Ok Ive been checking my firewall logs and found a date coloration between a suspect face book account.
On the same day that i received a message via facebook then checked the profile of the account holder I had a stack of hits on my avast firewall.
Now i'm not sure that the two are related but thought it worth checking out.
As a precaution I've ran Avast boot time scan and full Avast scan and a Malware bytes full scan and they have found nothing dumped on my machine.
Of note i was having issues with Chrome last month and it seems to have logged lots of events related to Chrome.exe perhaps a conflict between a chrome update and Avast?
What do you mean by a "stack of hits on my avast firewall"? Do you mean that the log shows that it blocked a bunch of stuff?
If so, then likely there is not much to worry about...that is what firewalls are there for...to block stuff.
As to the timing, it is likely a coincidence.
First, to my knowledge, you cannot determine things like IP address, etc from someone who connects to a Facebook profile unless the Facebook profile page is completely false (i.e. it is not even a real Facebook page). In other words, Facebook is locked down enough when you are actually on a Facebook page (even if the Facebook profile is a fake one meant for less than honorable purposes) that there is not much you can directly do while actually in the Facebook system. To my knowledge, it is more the external links on Facebook posts/pages that create the most security type problems. I believe the closest you can get to threats directly third party Facebook Apps, but even then it is mostly potential privacy threats (i.e. Apps can get access to your posts and lists of Friends, etc). If all you did was look at a profile on Facebook, then I don't believe that can directly lead to targeted attacks at your computer due to that...but I could be wrong.

__EXERCISES TO COMPLETE__
(a) Set down the part of the firewall discussion that begins at "Now i'm not" and stops after "for...to block stuff.".
(b) According to the firewall discussion, how does the reply judge the timing of the firewall hits?
The data has no connection to the firewall discussion.

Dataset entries
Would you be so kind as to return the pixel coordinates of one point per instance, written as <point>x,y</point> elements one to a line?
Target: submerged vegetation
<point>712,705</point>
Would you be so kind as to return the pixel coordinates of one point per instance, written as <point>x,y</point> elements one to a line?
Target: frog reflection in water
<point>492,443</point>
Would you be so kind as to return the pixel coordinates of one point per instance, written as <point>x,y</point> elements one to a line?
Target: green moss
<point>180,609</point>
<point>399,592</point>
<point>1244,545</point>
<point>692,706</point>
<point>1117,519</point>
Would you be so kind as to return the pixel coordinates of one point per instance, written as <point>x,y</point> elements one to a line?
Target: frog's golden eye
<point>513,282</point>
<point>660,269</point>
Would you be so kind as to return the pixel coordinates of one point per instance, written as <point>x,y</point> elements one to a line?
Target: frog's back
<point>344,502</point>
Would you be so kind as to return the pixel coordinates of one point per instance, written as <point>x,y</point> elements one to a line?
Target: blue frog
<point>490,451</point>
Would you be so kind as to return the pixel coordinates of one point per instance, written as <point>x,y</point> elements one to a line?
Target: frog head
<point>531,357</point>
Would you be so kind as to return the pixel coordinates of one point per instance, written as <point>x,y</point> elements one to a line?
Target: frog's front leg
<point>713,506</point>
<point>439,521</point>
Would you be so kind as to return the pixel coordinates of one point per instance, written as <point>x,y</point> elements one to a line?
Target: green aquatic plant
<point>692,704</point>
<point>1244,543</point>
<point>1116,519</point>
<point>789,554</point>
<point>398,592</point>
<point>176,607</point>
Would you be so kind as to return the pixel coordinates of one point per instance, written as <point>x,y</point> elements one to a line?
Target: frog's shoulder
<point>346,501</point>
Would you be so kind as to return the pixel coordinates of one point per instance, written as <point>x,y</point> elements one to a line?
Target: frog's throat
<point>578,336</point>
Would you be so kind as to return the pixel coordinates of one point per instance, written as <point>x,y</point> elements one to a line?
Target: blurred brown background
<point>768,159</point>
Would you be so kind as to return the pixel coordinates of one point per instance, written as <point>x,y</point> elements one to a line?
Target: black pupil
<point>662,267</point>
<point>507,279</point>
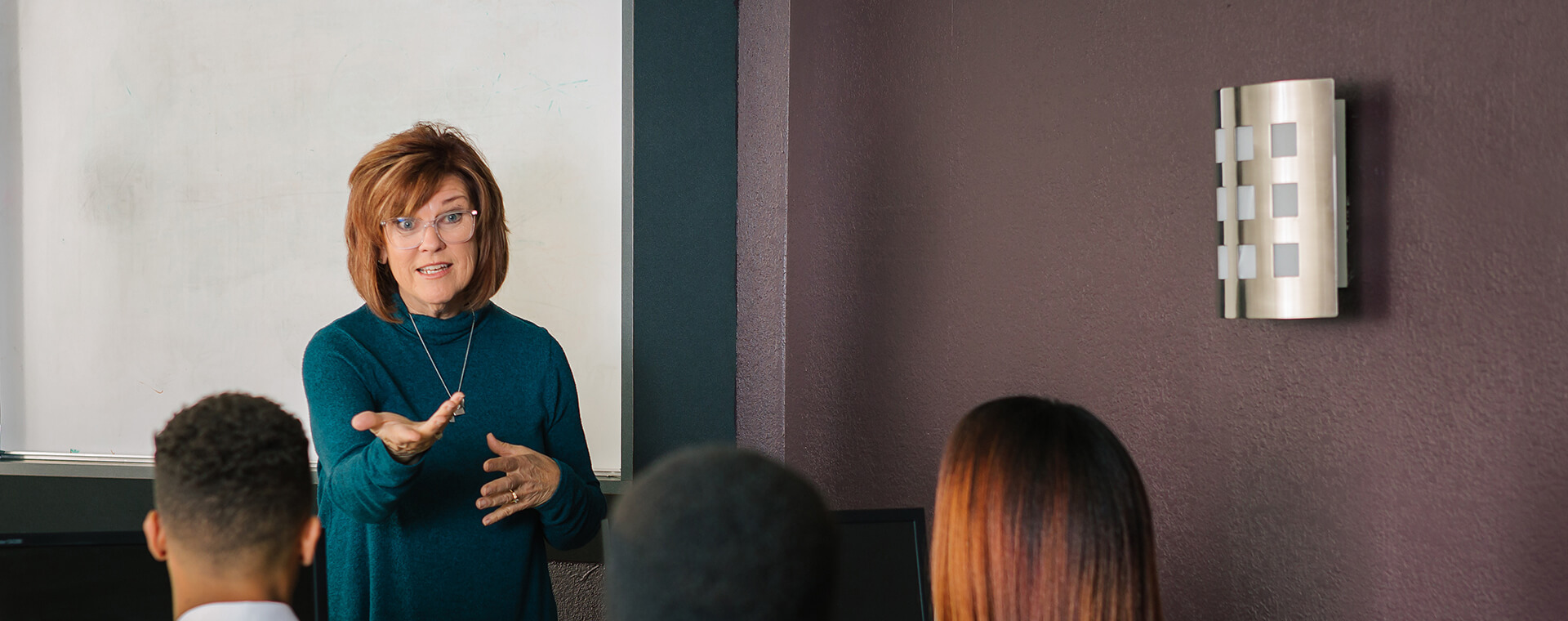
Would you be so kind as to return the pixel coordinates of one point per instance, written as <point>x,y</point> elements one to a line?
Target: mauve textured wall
<point>991,198</point>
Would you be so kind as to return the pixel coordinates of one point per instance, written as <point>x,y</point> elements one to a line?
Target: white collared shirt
<point>240,612</point>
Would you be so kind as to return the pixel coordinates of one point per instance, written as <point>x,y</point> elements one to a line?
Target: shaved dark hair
<point>233,472</point>
<point>715,535</point>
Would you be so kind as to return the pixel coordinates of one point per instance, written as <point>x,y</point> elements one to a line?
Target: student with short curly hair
<point>234,508</point>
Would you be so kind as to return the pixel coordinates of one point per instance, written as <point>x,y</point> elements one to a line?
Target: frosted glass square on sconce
<point>1247,264</point>
<point>1281,140</point>
<point>1285,204</point>
<point>1288,261</point>
<point>1244,143</point>
<point>1245,203</point>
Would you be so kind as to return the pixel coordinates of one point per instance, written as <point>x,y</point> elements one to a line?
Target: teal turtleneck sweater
<point>403,542</point>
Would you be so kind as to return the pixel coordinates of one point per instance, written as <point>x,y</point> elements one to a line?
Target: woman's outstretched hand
<point>528,482</point>
<point>403,438</point>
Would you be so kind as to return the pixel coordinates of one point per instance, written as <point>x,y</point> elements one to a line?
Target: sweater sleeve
<point>571,516</point>
<point>358,474</point>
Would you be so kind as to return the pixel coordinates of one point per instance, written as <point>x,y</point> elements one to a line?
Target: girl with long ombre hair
<point>1041,515</point>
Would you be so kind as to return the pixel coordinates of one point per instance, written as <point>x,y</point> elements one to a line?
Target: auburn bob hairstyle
<point>394,181</point>
<point>1040,515</point>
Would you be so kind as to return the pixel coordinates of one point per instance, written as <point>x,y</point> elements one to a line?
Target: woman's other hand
<point>403,438</point>
<point>528,482</point>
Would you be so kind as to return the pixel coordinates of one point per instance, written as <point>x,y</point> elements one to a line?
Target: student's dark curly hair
<point>233,474</point>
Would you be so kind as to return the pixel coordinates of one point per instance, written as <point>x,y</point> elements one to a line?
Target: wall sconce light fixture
<point>1280,151</point>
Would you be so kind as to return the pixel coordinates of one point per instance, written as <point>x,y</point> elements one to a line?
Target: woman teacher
<point>448,430</point>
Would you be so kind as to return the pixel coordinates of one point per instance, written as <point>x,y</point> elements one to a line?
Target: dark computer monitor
<point>883,573</point>
<point>105,576</point>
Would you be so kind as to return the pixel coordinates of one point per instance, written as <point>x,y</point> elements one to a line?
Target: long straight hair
<point>1041,515</point>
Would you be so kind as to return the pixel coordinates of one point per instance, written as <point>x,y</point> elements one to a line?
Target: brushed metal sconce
<point>1280,150</point>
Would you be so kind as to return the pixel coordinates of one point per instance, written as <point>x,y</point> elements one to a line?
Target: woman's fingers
<point>528,472</point>
<point>403,438</point>
<point>529,494</point>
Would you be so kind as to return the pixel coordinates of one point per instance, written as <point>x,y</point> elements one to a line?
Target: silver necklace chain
<point>457,413</point>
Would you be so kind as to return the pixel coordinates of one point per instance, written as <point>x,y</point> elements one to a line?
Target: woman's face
<point>431,273</point>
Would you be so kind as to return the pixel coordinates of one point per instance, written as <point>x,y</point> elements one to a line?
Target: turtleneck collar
<point>439,329</point>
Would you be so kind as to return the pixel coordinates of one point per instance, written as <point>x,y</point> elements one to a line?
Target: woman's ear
<point>157,538</point>
<point>308,537</point>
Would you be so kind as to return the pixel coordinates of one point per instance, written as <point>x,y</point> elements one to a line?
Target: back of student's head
<point>720,534</point>
<point>233,477</point>
<point>1040,515</point>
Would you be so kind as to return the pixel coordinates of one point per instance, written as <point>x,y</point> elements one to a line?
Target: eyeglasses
<point>451,228</point>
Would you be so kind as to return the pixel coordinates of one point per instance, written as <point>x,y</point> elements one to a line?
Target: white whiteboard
<point>184,172</point>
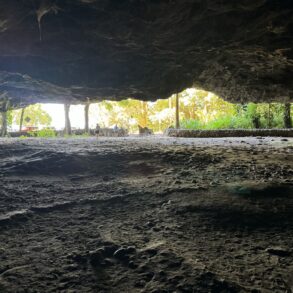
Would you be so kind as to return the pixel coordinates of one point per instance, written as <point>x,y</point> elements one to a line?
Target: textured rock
<point>228,132</point>
<point>58,50</point>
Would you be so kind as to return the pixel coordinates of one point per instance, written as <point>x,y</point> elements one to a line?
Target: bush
<point>46,132</point>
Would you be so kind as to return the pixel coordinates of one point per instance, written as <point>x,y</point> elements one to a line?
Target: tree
<point>67,119</point>
<point>177,124</point>
<point>33,115</point>
<point>4,117</point>
<point>21,119</point>
<point>287,116</point>
<point>86,117</point>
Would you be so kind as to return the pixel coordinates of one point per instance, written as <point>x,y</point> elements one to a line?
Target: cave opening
<point>146,146</point>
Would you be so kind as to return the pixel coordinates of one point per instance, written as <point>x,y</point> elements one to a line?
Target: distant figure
<point>167,130</point>
<point>144,130</point>
<point>97,130</point>
<point>111,132</point>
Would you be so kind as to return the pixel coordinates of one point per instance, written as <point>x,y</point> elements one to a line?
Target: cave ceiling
<point>72,50</point>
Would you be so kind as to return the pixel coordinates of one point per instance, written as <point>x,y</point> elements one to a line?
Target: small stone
<point>97,258</point>
<point>132,265</point>
<point>109,250</point>
<point>279,251</point>
<point>121,254</point>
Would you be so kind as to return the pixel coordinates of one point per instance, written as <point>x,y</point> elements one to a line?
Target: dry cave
<point>184,211</point>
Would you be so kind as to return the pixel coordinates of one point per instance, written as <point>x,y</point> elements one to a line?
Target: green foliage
<point>198,110</point>
<point>34,115</point>
<point>44,133</point>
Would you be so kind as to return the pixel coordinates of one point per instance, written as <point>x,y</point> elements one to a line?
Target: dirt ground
<point>146,215</point>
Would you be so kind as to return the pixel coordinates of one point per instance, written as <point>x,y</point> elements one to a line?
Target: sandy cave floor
<point>146,215</point>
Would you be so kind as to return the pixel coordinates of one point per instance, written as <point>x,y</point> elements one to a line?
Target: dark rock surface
<point>56,50</point>
<point>177,215</point>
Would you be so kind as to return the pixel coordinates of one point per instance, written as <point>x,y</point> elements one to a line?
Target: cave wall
<point>68,50</point>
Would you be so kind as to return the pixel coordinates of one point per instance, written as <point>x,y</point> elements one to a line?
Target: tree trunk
<point>287,116</point>
<point>269,117</point>
<point>67,119</point>
<point>86,117</point>
<point>177,125</point>
<point>144,120</point>
<point>3,123</point>
<point>21,119</point>
<point>4,118</point>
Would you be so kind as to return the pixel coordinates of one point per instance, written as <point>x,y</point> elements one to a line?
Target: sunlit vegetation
<point>198,109</point>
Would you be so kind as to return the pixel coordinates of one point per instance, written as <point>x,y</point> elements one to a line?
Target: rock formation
<point>71,50</point>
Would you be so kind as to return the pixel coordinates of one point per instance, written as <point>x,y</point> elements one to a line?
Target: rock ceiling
<point>71,50</point>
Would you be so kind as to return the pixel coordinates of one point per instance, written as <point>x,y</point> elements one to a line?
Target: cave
<point>151,213</point>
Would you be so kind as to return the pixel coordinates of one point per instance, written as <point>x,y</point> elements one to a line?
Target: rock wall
<point>68,50</point>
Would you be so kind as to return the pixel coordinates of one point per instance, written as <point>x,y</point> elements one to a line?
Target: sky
<point>56,111</point>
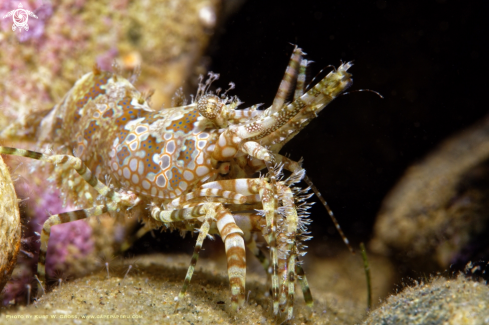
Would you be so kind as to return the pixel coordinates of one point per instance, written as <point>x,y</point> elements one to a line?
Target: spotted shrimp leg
<point>70,162</point>
<point>230,234</point>
<point>292,166</point>
<point>264,189</point>
<point>287,80</point>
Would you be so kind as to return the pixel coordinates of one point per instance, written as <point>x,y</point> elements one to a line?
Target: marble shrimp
<point>192,168</point>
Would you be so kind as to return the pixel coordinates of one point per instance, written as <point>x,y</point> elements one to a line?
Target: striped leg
<point>306,290</point>
<point>235,253</point>
<point>299,86</point>
<point>203,231</point>
<point>60,219</point>
<point>292,166</point>
<point>230,233</point>
<point>287,81</point>
<point>291,226</point>
<point>269,202</point>
<point>250,224</point>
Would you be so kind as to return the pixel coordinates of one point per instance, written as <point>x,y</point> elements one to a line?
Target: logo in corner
<point>20,17</point>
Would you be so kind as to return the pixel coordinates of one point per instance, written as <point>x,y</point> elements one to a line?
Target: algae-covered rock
<point>146,296</point>
<point>457,301</point>
<point>165,38</point>
<point>10,227</point>
<point>438,212</point>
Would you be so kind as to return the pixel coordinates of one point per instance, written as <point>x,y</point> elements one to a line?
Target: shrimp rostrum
<point>191,167</point>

__RESPONSE LIST__
(a)
Now i'm not sure that the two are related but thought it worth checking out.
As a precaution I've ran Avast boot time scan and full Avast scan and a Malware bytes full scan and they have found nothing dumped on my machine.
Of note i was having issues with Chrome last month and it seems to have logged lots of events related to Chrome.exe perhaps a conflict between a chrome update and Avast?
What do you mean by a "stack of hits on my avast firewall"? Do you mean that the log shows that it blocked a bunch of stuff?
If so, then likely there is not much to worry about...that is what firewalls are there for...to block stuff.

(b) As likely a coincidence.